:: EXERCISE REQUIREMENTS ::
Please reproduce all of the material below line for line, with no changes.

---+---

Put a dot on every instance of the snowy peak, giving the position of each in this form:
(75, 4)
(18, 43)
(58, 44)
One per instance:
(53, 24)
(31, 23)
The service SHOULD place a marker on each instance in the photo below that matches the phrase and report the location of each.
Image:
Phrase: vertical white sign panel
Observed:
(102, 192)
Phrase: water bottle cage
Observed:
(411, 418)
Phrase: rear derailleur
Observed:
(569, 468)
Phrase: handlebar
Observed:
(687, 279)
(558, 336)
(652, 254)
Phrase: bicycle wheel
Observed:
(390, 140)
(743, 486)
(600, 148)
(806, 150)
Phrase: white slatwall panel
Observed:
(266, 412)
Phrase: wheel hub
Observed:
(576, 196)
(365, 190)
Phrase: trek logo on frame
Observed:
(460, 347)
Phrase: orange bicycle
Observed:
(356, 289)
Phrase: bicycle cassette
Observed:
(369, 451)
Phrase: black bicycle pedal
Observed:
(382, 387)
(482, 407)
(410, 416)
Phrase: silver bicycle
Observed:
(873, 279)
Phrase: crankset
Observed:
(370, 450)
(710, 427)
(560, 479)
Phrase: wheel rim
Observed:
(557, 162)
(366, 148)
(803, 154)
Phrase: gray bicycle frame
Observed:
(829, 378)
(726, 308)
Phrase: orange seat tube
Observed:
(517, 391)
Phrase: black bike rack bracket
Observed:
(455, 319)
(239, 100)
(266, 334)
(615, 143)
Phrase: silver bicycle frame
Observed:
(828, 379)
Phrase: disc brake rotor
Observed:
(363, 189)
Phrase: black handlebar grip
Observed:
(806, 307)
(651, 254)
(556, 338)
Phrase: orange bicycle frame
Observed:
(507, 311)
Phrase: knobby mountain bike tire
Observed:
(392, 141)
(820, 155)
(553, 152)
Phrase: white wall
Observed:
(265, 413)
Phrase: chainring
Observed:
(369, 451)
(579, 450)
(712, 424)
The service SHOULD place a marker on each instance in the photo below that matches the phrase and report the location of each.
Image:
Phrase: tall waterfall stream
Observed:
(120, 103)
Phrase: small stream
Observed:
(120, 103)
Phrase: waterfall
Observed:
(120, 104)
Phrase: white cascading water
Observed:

---+---

:: EXPECTED ANSWER ::
Put a dot on every instance of the snowy peak, giving the position of each in this form:
(75, 4)
(18, 43)
(58, 44)
One per instance:
(53, 24)
(31, 23)
The service SHOULD place a marker on each instance in the photo below that matches the phrase and report the location of each.
Image:
Phrase: vertical white sign panel
Observed:
(102, 192)
Phrase: water bottle cage
Observed:
(411, 418)
Phrase: rear derailleur
Observed:
(569, 468)
Phrase: handlebar
Observed:
(687, 279)
(558, 336)
(652, 254)
Phrase: bicycle wheel
Observed:
(390, 140)
(743, 486)
(600, 148)
(806, 150)
Phrase: white slatwall panel
Observed:
(266, 412)
Phrase: wheel hub
Observed:
(576, 196)
(365, 190)
Phrase: trek logo on frame
Observed:
(460, 347)
Phrase: orange bicycle
Observed:
(356, 289)
Phrase: bicycle cassette
Observed:
(369, 451)
Phrase: black bicycle pedal
Observed:
(382, 387)
(482, 407)
(410, 416)
Phrase: silver bicycle
Observed:
(873, 279)
Phrase: crankset
Observed:
(370, 450)
(710, 427)
(560, 479)
Phrase: wheel rim
Observed:
(557, 162)
(366, 148)
(803, 154)
Phrase: gray bicycle frame
Observed:
(829, 378)
(726, 308)
Phrase: orange seat tube
Observed:
(517, 391)
Phrase: black bike rack bracket
Observed:
(455, 319)
(239, 100)
(266, 334)
(615, 143)
Phrase: silver bicycle frame
Observed:
(828, 379)
Phrase: disc brake rotor
Observed:
(363, 189)
Phrase: black handlebar grip
Observed:
(806, 307)
(651, 254)
(556, 338)
Phrase: orange bicycle frame
Observed:
(507, 311)
Phrase: knobby mountain bike tire
Observed:
(392, 141)
(820, 155)
(553, 152)
Phrase: white wall
Observed:
(265, 413)
Phrase: chainring
Observed:
(369, 451)
(579, 450)
(712, 424)
The service SHOULD place a marker on each instance in the photo below that matches the phrase and report the location of each.
Image:
Phrase: tall waterfall stream
Observed:
(120, 103)
Phrase: small stream
Observed:
(120, 103)
Phrase: waterfall
Observed:
(120, 104)
Phrase: white cascading water
Observed:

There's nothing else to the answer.